Agora, esse coletivo feminino se destaca quando o assunto é produção agroecológica com comercialização garantida para o Programa de Aquisição de Alimentos (PAA) e o Programa Nacional de Alimentação Escolar (PNAE) do Governo Federal. Além do frango de corte para a merenda, a Associação produz carne bovina, hortaliças, macaxeira, milho, jerimum e pimentão, por exemplo. Só de melancia, 15 mil quilos vão para o PNAE todo mês.
Os produtos que não estão nas compras públicas costumam ser levados para a Feira da Agricultura Familiar de Caruaru. Tudo é agroecológico, em meio à Caatinga. Assim essas mulheres conseguem gerar renda, melhorar a vida da família e levar adiante alimentos saudáveis, sem agrotóxicos. “A gente não utiliza nenhum tipo de veneno. Tem o esterco do gado, da cabra e das aves. Todo aquele material a gente aproveita dentro da área de produção para fortalecer a terra. A gente também recolhe folhas secas, capim, folhas de bananeira para fazer a cobertura do solo”, conta a agricultora. Essa boa prática ajuda a manter a água no solo por mais tempo, com recursos do próprio bioma.
Mais conhecimento e direitos

A motivação para deixar as agulhas de lado e criar a Associação “era empoderar as mulheres, trazê-las para o protagonismo na zona rural, porque sempre foi a gente que pegou o fardo maior, sempre era a mulher que saía para carregar água na cabeça, a mulher também ajudava o homem na área de produção, e aí quando recebia o dinheiro, sempre ficava para ele”, conta Amanda.
A autonomia ganhou força com o conhecimento: “a assistência técnica deveria ser uma política pública prioritária para a agricultura familiar. Ela dá um norte de produção” reforça. E para além dos saberes no campo por meio de capacitação, as mulheres da Associação, registrada oficialmente em 2023, passaram a entender, segundo conta, que a violência feminina vai além da agressão física e é algo que precisa ser combatido. O trabalho digno, que remunera e faz crescer, ajuda muito.

————

--- TAREFAS A REALIZAR ---
1: Em duas frases, como você resumiria o que o artigo conta sobre a associação de agricultoras?
2: Conte as linhas das entradas em que aparece a palavra "face". Responda apenas com o número.
O artigo e as entradas não têm nenhuma relação entre si.

————

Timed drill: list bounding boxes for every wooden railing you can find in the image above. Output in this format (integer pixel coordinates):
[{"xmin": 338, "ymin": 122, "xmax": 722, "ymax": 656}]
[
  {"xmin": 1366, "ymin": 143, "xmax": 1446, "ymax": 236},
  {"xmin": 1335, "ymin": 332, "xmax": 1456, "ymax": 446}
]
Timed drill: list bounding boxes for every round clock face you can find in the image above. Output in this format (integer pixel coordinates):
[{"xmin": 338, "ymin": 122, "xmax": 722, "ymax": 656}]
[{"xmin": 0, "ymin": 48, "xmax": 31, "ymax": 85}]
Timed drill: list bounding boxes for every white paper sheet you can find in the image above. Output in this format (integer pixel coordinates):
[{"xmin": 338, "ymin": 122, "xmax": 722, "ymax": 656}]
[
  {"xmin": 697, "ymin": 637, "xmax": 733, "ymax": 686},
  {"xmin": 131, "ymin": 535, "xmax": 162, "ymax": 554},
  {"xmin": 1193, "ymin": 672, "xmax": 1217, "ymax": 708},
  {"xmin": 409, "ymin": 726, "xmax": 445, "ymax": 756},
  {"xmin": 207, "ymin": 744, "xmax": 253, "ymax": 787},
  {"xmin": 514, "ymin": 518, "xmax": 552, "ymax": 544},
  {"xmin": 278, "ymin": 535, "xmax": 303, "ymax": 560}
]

————

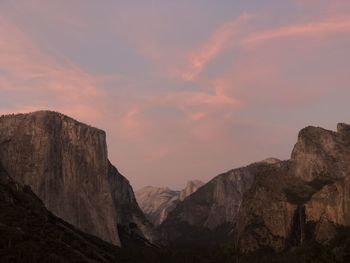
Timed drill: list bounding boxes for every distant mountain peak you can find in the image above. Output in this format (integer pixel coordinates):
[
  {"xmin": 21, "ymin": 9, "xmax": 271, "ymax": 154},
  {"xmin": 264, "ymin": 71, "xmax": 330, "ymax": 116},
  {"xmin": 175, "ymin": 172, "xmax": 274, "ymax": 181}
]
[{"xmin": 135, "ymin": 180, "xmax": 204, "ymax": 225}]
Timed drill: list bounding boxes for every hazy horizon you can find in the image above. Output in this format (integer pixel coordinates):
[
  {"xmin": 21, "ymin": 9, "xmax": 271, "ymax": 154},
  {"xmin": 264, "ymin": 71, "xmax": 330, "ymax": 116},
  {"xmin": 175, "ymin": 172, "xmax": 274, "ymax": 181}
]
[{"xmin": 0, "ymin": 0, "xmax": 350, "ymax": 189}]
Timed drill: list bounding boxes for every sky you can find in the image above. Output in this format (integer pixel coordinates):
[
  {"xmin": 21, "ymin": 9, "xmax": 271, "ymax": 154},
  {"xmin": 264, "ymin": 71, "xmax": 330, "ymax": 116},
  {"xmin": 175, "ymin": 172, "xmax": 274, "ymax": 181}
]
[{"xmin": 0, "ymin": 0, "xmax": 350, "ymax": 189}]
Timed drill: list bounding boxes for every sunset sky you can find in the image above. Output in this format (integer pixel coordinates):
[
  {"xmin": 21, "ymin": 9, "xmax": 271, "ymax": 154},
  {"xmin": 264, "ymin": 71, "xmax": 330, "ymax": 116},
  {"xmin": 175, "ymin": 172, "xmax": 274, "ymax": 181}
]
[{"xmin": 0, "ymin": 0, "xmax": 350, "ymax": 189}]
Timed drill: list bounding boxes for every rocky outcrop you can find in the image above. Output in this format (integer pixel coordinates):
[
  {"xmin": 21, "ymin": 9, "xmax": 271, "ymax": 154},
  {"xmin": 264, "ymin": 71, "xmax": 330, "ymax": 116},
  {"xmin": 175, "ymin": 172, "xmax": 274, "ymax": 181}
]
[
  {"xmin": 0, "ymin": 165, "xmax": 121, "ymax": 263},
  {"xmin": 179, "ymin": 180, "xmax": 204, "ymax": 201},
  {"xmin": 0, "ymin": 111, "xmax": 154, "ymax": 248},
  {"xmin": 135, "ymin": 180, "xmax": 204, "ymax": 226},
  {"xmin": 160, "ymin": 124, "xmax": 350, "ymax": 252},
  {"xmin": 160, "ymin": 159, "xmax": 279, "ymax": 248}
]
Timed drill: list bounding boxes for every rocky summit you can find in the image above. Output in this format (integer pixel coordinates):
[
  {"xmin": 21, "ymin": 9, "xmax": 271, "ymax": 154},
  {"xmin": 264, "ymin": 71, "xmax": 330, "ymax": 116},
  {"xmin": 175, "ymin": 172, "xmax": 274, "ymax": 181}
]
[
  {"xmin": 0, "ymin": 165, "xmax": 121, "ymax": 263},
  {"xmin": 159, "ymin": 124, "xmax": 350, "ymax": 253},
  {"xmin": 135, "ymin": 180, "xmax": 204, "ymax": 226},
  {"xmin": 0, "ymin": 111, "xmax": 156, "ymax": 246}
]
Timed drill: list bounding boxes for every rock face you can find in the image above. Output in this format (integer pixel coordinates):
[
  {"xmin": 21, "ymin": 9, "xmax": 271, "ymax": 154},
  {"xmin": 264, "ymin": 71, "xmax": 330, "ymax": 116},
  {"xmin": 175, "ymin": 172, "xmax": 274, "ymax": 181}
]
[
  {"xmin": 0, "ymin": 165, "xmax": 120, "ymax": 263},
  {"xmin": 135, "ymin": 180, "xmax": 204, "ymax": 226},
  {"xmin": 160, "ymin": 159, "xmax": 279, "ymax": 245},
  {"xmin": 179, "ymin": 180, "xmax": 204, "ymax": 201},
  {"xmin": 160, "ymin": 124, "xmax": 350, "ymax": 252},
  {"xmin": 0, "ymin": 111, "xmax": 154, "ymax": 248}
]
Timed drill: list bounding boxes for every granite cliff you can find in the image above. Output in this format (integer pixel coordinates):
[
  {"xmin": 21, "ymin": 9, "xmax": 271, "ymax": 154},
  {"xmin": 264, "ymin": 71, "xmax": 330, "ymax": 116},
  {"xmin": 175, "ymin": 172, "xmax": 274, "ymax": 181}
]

————

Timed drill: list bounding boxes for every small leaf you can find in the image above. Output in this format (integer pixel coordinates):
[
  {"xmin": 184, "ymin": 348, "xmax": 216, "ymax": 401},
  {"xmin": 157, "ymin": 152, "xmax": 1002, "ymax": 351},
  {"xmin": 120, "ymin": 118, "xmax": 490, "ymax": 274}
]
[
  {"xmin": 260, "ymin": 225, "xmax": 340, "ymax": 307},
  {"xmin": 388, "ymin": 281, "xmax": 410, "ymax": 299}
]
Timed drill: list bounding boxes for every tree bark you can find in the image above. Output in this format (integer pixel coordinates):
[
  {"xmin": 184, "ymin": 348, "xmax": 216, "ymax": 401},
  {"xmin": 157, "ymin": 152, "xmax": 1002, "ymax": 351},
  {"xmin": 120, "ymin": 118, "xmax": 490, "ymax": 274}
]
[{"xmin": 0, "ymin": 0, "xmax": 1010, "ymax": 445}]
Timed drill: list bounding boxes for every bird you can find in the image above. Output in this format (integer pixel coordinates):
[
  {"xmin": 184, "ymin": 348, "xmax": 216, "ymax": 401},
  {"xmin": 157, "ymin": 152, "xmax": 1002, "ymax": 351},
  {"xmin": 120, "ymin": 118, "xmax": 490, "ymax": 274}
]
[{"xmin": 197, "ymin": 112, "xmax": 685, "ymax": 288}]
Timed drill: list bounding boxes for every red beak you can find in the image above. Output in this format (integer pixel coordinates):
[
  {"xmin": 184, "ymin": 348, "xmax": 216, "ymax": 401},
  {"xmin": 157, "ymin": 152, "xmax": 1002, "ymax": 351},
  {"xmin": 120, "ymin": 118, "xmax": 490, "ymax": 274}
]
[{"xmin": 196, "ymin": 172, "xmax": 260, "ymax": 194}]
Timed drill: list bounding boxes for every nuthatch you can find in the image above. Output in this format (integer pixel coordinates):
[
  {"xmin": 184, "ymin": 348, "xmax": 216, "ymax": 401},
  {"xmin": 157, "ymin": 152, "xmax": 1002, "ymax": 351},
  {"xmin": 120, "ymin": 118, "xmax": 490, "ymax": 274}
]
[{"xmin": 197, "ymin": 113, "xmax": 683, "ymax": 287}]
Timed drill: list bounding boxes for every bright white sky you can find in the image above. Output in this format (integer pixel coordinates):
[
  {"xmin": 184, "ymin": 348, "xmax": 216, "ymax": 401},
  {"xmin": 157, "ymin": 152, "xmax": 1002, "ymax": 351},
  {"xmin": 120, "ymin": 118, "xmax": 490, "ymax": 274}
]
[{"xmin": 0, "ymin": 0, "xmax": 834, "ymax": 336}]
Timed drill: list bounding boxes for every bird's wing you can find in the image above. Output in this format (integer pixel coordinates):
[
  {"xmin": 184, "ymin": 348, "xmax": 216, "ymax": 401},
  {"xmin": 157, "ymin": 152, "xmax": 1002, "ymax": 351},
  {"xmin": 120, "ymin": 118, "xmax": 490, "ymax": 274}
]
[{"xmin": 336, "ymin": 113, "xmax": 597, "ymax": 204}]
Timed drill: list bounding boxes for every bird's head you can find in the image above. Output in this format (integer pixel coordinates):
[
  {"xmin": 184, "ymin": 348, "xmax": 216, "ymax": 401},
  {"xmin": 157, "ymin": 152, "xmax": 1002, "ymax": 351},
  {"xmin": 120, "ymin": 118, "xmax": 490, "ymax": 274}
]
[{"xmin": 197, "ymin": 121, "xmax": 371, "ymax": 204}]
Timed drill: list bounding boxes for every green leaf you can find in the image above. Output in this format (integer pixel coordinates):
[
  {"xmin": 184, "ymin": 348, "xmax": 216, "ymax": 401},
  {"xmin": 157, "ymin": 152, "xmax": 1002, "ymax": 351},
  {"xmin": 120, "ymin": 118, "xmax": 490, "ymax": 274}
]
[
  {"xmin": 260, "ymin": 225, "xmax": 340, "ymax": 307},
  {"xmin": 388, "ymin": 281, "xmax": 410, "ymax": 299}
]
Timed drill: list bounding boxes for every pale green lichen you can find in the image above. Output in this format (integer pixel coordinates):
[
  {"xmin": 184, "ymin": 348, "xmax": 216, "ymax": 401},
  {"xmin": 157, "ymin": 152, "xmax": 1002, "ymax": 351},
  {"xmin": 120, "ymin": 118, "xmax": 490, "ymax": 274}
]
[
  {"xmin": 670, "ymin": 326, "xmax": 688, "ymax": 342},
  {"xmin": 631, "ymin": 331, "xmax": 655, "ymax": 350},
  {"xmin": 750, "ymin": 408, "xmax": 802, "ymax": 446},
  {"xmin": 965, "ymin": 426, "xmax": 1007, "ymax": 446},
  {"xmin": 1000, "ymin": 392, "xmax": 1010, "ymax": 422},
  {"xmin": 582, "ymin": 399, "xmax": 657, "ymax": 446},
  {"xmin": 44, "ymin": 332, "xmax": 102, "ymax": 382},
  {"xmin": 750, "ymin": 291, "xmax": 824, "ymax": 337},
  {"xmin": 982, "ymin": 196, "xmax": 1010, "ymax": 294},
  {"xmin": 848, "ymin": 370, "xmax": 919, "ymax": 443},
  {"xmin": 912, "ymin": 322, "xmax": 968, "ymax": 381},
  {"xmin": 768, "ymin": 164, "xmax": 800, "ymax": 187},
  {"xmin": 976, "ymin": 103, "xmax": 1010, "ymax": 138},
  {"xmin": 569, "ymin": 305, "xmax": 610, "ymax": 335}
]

————

--- RESPOSTAS DESENVOLVIDAS ---
1: A associação de mulheres produz de forma agroecológica, na Caatinga e sem agrotóxicos, alimentos como frango, carne bovina, hortaliças e melancia, que vão para o PAA e o PNAE ou são levados à Feira da Agricultura Familiar de Caruaru. Criada para levar as mulheres da zona rural ao protagonismo e registrada oficialmente em 2023, a entidade lhes permite gerar renda, ganhar conhecimento com assistência técnica e capacitação e entender que a violência contra a mulher vai além da agressão física.

2: 2